Saved data entries -
- Opening Delimiter -

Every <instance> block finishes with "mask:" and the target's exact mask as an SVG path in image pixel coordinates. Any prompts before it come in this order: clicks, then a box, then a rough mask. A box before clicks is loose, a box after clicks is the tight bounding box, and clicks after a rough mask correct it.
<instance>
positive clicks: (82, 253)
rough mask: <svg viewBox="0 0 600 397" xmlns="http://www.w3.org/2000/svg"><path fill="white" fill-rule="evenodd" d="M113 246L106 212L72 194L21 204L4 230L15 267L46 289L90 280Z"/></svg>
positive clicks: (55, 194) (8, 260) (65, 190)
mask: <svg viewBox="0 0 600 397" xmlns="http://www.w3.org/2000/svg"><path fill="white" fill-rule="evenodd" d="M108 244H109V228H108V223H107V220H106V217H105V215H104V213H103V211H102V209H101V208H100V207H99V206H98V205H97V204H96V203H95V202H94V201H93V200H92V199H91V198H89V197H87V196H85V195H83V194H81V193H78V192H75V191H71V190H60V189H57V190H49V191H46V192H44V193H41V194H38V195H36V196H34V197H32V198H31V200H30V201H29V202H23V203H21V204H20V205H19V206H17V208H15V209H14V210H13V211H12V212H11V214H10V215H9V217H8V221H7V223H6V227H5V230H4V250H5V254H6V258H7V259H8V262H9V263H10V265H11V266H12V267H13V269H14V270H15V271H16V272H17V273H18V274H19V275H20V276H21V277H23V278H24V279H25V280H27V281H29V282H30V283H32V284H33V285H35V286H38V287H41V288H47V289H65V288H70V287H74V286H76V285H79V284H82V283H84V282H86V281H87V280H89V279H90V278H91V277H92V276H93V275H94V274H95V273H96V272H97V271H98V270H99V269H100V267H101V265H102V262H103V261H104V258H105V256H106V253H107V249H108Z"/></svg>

- Closing Delimiter -

What the task asks - Once you have identified the lines above that contain "instance", copy each of them.

Output for this exercise -
Every <instance> block finishes with "mask:" and the target's exact mask as an SVG path in image pixel coordinates. Any prompts before it come in this order: clicks, then a box, then a rough mask. A box before clicks is loose, a box after clicks is the tight bounding box, and clicks after a rough mask correct it.
<instance>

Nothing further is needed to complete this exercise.